▶ [やること]
下のリストから「given」という文字列を含む行をすべて集めて書き写してください。大文字と小文字は区別します。

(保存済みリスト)
+===+
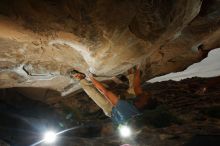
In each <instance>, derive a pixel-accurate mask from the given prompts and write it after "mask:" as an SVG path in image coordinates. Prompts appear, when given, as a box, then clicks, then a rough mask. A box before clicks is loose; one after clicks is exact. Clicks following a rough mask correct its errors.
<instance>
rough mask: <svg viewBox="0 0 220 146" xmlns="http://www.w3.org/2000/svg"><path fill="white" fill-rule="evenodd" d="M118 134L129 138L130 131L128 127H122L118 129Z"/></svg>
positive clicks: (122, 125)
mask: <svg viewBox="0 0 220 146" xmlns="http://www.w3.org/2000/svg"><path fill="white" fill-rule="evenodd" d="M119 133H120V135H121V136H122V137H129V136H131V129H130V127H128V126H125V125H122V126H120V127H119Z"/></svg>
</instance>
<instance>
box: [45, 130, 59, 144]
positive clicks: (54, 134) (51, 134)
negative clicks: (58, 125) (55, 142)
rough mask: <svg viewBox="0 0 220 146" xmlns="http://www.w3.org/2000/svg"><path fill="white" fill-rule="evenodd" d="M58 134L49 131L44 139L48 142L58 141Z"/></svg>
mask: <svg viewBox="0 0 220 146" xmlns="http://www.w3.org/2000/svg"><path fill="white" fill-rule="evenodd" d="M56 138H57V135H56V133H55V132H53V131H48V132H46V133H45V134H44V141H45V142H46V143H53V142H55V141H56Z"/></svg>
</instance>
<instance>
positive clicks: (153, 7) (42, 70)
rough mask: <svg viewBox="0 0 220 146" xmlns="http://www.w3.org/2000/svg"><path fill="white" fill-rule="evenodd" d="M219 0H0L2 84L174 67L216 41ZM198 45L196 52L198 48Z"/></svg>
mask: <svg viewBox="0 0 220 146" xmlns="http://www.w3.org/2000/svg"><path fill="white" fill-rule="evenodd" d="M219 3H220V2H219V1H218V0H211V1H210V0H204V1H201V0H185V1H181V0H177V1H176V0H171V1H169V2H168V1H163V0H154V1H150V0H135V1H133V0H123V1H117V0H106V1H103V0H83V1H81V0H63V1H59V0H55V1H51V0H46V1H43V0H42V1H41V0H40V1H35V0H20V1H16V0H1V2H0V87H1V88H8V87H45V88H50V89H54V90H57V91H59V92H62V93H63V95H65V94H68V93H71V92H74V91H76V90H77V89H79V88H80V87H79V86H78V85H77V82H76V81H74V80H71V79H70V78H69V77H68V75H67V74H66V73H67V72H68V70H70V69H72V68H75V69H77V70H79V71H82V72H86V71H87V70H88V69H89V70H90V71H91V72H93V73H95V74H97V75H99V76H103V77H105V78H107V77H111V76H115V75H118V74H123V73H124V72H126V70H127V69H129V68H130V67H132V66H134V65H135V64H139V63H142V64H143V65H142V67H143V70H144V76H143V80H147V79H150V78H152V77H154V76H158V75H161V74H165V73H169V72H173V71H180V70H183V69H184V68H186V67H187V66H189V65H190V64H192V63H194V62H197V61H199V60H201V59H202V58H203V57H204V55H205V53H206V52H207V51H208V50H210V49H213V48H216V47H219V46H220V44H219V42H220V40H219V38H220V30H219V25H220V24H219V20H220V17H219V16H220V9H219V8H220V4H219ZM198 47H199V48H200V50H203V51H198Z"/></svg>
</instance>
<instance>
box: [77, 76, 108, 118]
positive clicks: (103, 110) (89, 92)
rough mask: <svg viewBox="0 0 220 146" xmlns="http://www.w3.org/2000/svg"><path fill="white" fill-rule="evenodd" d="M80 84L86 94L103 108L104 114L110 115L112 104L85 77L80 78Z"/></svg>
mask: <svg viewBox="0 0 220 146" xmlns="http://www.w3.org/2000/svg"><path fill="white" fill-rule="evenodd" d="M80 85H81V87H82V88H83V90H84V91H85V92H86V94H87V95H88V96H89V97H90V98H91V99H92V100H93V101H94V102H95V103H96V104H97V105H98V106H99V107H100V108H101V109H102V110H103V112H104V113H105V115H106V116H109V117H111V112H112V104H111V103H110V102H109V101H108V100H107V99H106V98H105V97H104V96H103V95H102V94H101V93H100V92H99V91H98V90H97V89H96V88H95V87H94V86H93V85H92V84H91V83H89V82H88V81H87V80H86V79H82V80H80Z"/></svg>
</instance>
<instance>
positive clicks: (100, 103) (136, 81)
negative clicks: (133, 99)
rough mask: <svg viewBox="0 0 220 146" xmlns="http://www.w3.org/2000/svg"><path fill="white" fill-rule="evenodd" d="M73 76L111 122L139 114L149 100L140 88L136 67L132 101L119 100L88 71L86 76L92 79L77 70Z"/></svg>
mask: <svg viewBox="0 0 220 146" xmlns="http://www.w3.org/2000/svg"><path fill="white" fill-rule="evenodd" d="M71 76H72V77H73V78H76V79H79V80H80V85H81V86H82V88H83V89H84V91H85V92H86V93H87V94H88V96H89V97H90V98H92V100H93V101H94V102H95V103H96V104H97V105H98V106H99V107H100V108H101V109H102V110H103V112H104V113H105V114H106V115H107V116H109V117H111V119H112V120H113V122H115V123H117V124H124V123H127V122H128V121H129V120H131V119H132V118H133V117H135V116H138V115H140V112H139V110H141V109H142V108H144V107H145V106H146V105H148V104H149V102H150V101H151V97H150V96H149V94H148V93H146V92H144V91H143V90H142V88H141V80H140V70H139V68H137V69H136V70H135V73H134V79H133V88H134V92H135V95H136V98H135V101H134V102H133V104H132V103H130V102H128V101H125V100H121V99H119V97H118V96H117V95H115V94H114V93H113V92H111V91H110V90H108V89H106V88H105V86H103V84H102V83H100V82H99V81H97V80H96V79H95V78H94V77H93V75H92V74H91V73H90V74H89V75H88V77H89V78H90V80H91V81H92V84H93V85H91V84H90V83H89V81H87V80H86V79H85V75H84V74H82V73H79V72H76V71H75V72H73V73H72V75H71Z"/></svg>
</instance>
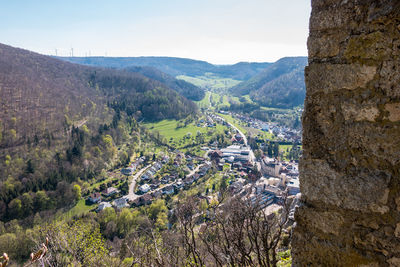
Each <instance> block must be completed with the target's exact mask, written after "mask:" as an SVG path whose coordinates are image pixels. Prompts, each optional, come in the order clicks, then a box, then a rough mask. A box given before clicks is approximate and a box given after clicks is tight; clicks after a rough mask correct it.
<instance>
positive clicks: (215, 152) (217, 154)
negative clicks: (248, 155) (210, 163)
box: [208, 150, 223, 161]
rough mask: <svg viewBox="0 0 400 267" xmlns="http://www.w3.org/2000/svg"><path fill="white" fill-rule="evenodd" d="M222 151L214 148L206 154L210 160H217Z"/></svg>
mask: <svg viewBox="0 0 400 267" xmlns="http://www.w3.org/2000/svg"><path fill="white" fill-rule="evenodd" d="M222 155H223V154H222V152H221V150H214V151H211V152H209V153H208V156H209V157H210V159H211V160H217V161H218V160H219V159H220V158H222Z"/></svg>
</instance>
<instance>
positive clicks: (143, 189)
mask: <svg viewBox="0 0 400 267" xmlns="http://www.w3.org/2000/svg"><path fill="white" fill-rule="evenodd" d="M139 190H140V191H141V192H143V193H147V192H149V190H150V186H149V185H148V184H144V185H141V186H139Z"/></svg>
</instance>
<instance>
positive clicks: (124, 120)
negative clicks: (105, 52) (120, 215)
mask: <svg viewBox="0 0 400 267" xmlns="http://www.w3.org/2000/svg"><path fill="white" fill-rule="evenodd" d="M196 112H197V107H196V105H195V104H194V103H193V102H192V101H190V100H188V99H187V98H185V97H183V96H181V95H179V94H178V93H177V92H176V91H174V90H172V89H170V88H168V87H167V86H166V85H165V84H163V83H161V82H159V81H155V80H153V79H150V78H148V77H145V76H143V75H142V74H139V73H133V72H128V71H122V70H113V69H105V68H95V67H88V66H82V65H78V64H71V63H69V62H65V61H61V60H58V59H55V58H52V57H48V56H43V55H39V54H36V53H33V52H30V51H26V50H22V49H18V48H13V47H10V46H6V45H2V44H0V221H4V222H5V221H9V220H12V219H22V218H26V217H27V216H31V215H33V214H35V213H36V212H41V211H45V210H51V209H57V208H61V207H65V206H68V205H71V204H74V203H76V202H75V201H76V198H75V197H74V194H73V186H74V185H73V183H74V182H77V181H81V180H83V181H88V180H91V179H96V178H97V177H98V175H99V174H100V173H101V171H103V170H107V169H108V168H110V167H112V166H114V167H117V166H124V165H125V164H127V163H128V162H129V161H130V157H131V156H132V155H133V153H134V149H136V148H138V146H139V144H140V138H144V137H147V138H149V140H153V139H154V140H155V141H154V142H157V140H158V139H156V137H152V136H151V135H150V134H147V133H146V130H144V129H140V125H139V124H138V123H137V121H136V120H135V119H138V120H139V119H140V120H142V119H145V120H148V121H155V120H162V119H182V118H186V117H187V116H188V115H192V114H194V113H196Z"/></svg>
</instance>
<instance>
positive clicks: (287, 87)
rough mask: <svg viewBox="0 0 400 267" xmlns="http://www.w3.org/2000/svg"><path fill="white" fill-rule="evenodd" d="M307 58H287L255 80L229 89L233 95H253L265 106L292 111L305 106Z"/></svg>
mask: <svg viewBox="0 0 400 267" xmlns="http://www.w3.org/2000/svg"><path fill="white" fill-rule="evenodd" d="M306 65H307V58H306V57H287V58H282V59H280V60H278V61H277V62H275V63H273V64H272V65H270V66H268V67H267V68H266V69H264V70H263V71H262V72H260V73H259V74H257V75H256V76H254V77H253V78H251V79H249V80H247V81H245V82H242V83H240V84H238V85H236V86H234V87H232V88H231V89H230V92H231V93H232V94H233V95H236V96H241V95H250V97H251V99H252V100H253V101H255V102H258V103H259V104H261V105H264V106H270V107H282V108H291V107H293V106H296V105H300V104H303V102H304V96H305V83H304V67H305V66H306Z"/></svg>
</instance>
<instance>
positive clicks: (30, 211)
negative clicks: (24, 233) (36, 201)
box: [21, 193, 33, 216]
mask: <svg viewBox="0 0 400 267" xmlns="http://www.w3.org/2000/svg"><path fill="white" fill-rule="evenodd" d="M21 202H22V208H23V214H24V216H28V215H29V214H31V212H32V211H33V199H32V196H31V195H30V194H29V193H24V194H23V195H22V196H21Z"/></svg>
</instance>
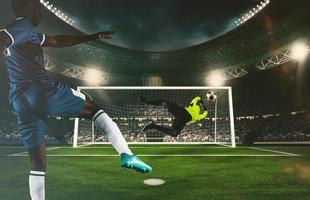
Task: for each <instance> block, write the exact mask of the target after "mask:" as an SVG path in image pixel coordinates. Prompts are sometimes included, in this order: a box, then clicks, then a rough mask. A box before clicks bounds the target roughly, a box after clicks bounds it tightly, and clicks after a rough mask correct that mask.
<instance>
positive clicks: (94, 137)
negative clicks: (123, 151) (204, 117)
mask: <svg viewBox="0 0 310 200" xmlns="http://www.w3.org/2000/svg"><path fill="white" fill-rule="evenodd" d="M78 91H80V92H82V93H84V94H86V96H88V97H89V98H91V99H92V100H93V101H94V102H95V103H96V104H97V105H98V106H99V107H100V108H101V109H103V110H104V111H105V112H106V113H107V114H108V115H109V116H110V117H111V118H112V119H113V121H114V122H115V123H116V124H117V125H118V127H119V128H120V130H121V132H122V134H123V135H124V137H125V139H126V141H127V142H128V143H134V144H154V143H156V144H223V145H229V146H232V147H235V130H234V116H233V102H232V89H231V87H78ZM208 91H214V92H215V93H216V95H217V96H218V98H217V100H216V101H215V102H207V101H205V96H206V94H207V92H208ZM197 96H200V97H202V99H203V100H204V102H206V104H207V107H208V116H207V118H205V119H203V120H201V121H199V122H197V123H195V124H191V125H186V126H185V127H184V129H183V130H182V131H181V134H180V135H179V136H178V137H171V136H168V135H165V134H164V133H162V132H159V131H157V130H147V131H145V132H143V131H142V128H143V127H144V126H145V125H146V124H148V123H149V122H151V121H153V122H154V123H156V124H158V125H160V126H165V127H172V125H173V121H174V117H173V115H172V114H171V113H169V112H168V110H167V108H165V107H164V106H151V105H145V104H144V103H142V102H140V101H139V97H144V98H146V99H148V100H157V99H161V100H164V101H170V102H174V103H176V104H178V105H180V106H183V107H187V106H188V105H189V104H190V102H191V100H192V99H193V98H195V97H197ZM74 126H75V127H74V137H73V146H74V147H78V146H80V145H89V144H105V143H108V141H107V138H106V137H105V134H104V133H103V132H101V131H99V130H97V129H96V127H95V126H94V124H93V122H92V121H91V120H88V119H75V125H74Z"/></svg>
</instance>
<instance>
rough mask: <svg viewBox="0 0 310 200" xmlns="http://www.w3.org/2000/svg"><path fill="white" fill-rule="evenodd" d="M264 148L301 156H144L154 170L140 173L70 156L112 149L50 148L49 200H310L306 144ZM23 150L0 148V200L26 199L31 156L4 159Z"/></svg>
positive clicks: (169, 148)
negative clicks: (153, 182) (148, 184)
mask: <svg viewBox="0 0 310 200" xmlns="http://www.w3.org/2000/svg"><path fill="white" fill-rule="evenodd" d="M97 147H98V148H97ZM132 147H133V151H134V152H135V153H137V154H148V155H158V154H160V155H162V154H165V155H167V154H169V155H177V154H178V155H180V154H182V155H184V154H186V155H190V154H194V155H197V154H203V155H206V154H212V155H216V154H218V155H220V154H224V155H239V154H242V155H283V154H280V153H275V152H267V151H262V150H259V149H251V148H246V147H240V148H236V149H231V148H225V147H224V148H223V147H220V146H209V145H207V146H203V145H185V146H180V145H178V146H175V145H174V146H170V145H168V146H158V145H155V146H154V145H153V146H145V145H139V146H132ZM145 147H146V148H145ZM259 148H261V147H259ZM266 149H270V150H275V151H284V152H289V153H295V154H301V155H303V156H296V157H295V156H293V157H273V156H271V157H241V156H236V157H218V156H214V157H162V156H158V157H142V159H143V160H144V161H145V162H146V163H148V164H150V165H151V166H152V167H153V169H154V172H153V173H151V174H148V175H143V174H138V173H136V172H134V171H129V170H124V169H121V168H120V167H119V165H120V161H119V158H118V157H113V156H111V157H110V156H108V157H88V156H85V157H71V156H70V155H90V154H96V155H115V151H114V150H113V149H112V148H111V146H109V145H100V146H91V148H88V147H82V148H78V149H72V148H70V147H64V148H63V147H59V148H55V149H50V150H48V151H47V153H48V155H50V156H51V157H48V168H47V179H46V183H47V188H46V197H47V199H48V200H56V199H57V200H59V199H60V200H73V199H74V200H86V199H92V200H106V199H107V200H114V199H115V200H119V199H121V200H131V199H132V200H140V199H141V200H144V199H147V200H155V199H156V200H157V199H161V200H166V199H167V200H168V199H171V200H176V199H178V200H180V199H186V200H187V199H188V200H191V199H193V200H199V199H204V200H205V199H208V200H209V199H238V200H239V199H272V200H274V199H281V200H282V199H290V200H291V199H310V147H309V146H308V147H306V146H303V147H298V146H295V147H293V148H292V147H291V146H290V147H281V146H268V147H266ZM24 151H25V150H24V149H23V148H8V147H6V146H2V147H1V146H0V159H1V161H0V163H1V164H0V199H1V200H13V199H14V200H19V199H20V200H25V199H30V198H29V195H28V173H29V166H30V165H29V159H28V157H25V156H22V157H9V156H7V155H11V154H16V153H21V152H24ZM19 155H25V154H19ZM53 155H54V156H53ZM58 155H67V156H69V157H58ZM151 178H159V179H163V180H165V181H166V183H165V184H164V185H161V186H156V187H151V186H147V185H144V184H143V181H144V180H145V179H151Z"/></svg>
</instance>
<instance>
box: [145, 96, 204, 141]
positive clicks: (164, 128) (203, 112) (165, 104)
mask: <svg viewBox="0 0 310 200" xmlns="http://www.w3.org/2000/svg"><path fill="white" fill-rule="evenodd" d="M140 101H141V102H143V103H145V104H147V105H155V106H164V107H166V108H167V109H168V112H170V113H171V114H172V115H173V116H174V121H173V125H172V128H170V127H165V126H159V125H157V124H155V123H154V122H153V121H152V122H150V123H149V124H147V125H146V126H145V127H144V128H143V129H142V131H146V130H153V129H154V130H158V131H161V132H163V133H164V134H166V135H170V136H173V137H177V136H178V135H179V134H180V133H181V131H182V129H183V128H184V127H185V126H186V125H190V124H194V123H196V122H198V121H200V120H202V119H205V118H206V117H207V115H208V111H207V106H206V104H205V103H204V102H203V101H202V99H201V98H200V97H195V98H194V99H193V100H192V101H191V102H190V104H189V106H188V107H183V106H180V105H178V104H176V103H173V102H170V101H163V100H161V99H159V100H155V101H151V100H146V99H145V98H143V97H140Z"/></svg>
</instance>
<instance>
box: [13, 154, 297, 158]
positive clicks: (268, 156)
mask: <svg viewBox="0 0 310 200" xmlns="http://www.w3.org/2000/svg"><path fill="white" fill-rule="evenodd" d="M9 156H11V157H26V156H28V155H9ZM47 156H48V157H119V155H117V154H80V155H79V154H52V155H47ZM139 156H140V157H294V156H300V155H297V154H296V155H285V154H141V155H139Z"/></svg>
+===+
▶ [解答例]
In each <instance>, derive a pixel-accurate mask from the given prompts and write it after "mask:" as an SVG path in image coordinates. Prompts appear, when given, as a box, then clicks, then a rough mask. A box before clicks is loose; one after clicks is exact. Clicks following a rough mask correct its errors.
Each <instance> block must be completed with the target's exact mask, written after "mask:" as an SVG path whose coordinates are image pixels. Prompts, each optional, come in the order clicks, then a box, then a rough mask. A box given before clicks is approximate and a box given after clicks is tight; clicks after a rough mask correct it.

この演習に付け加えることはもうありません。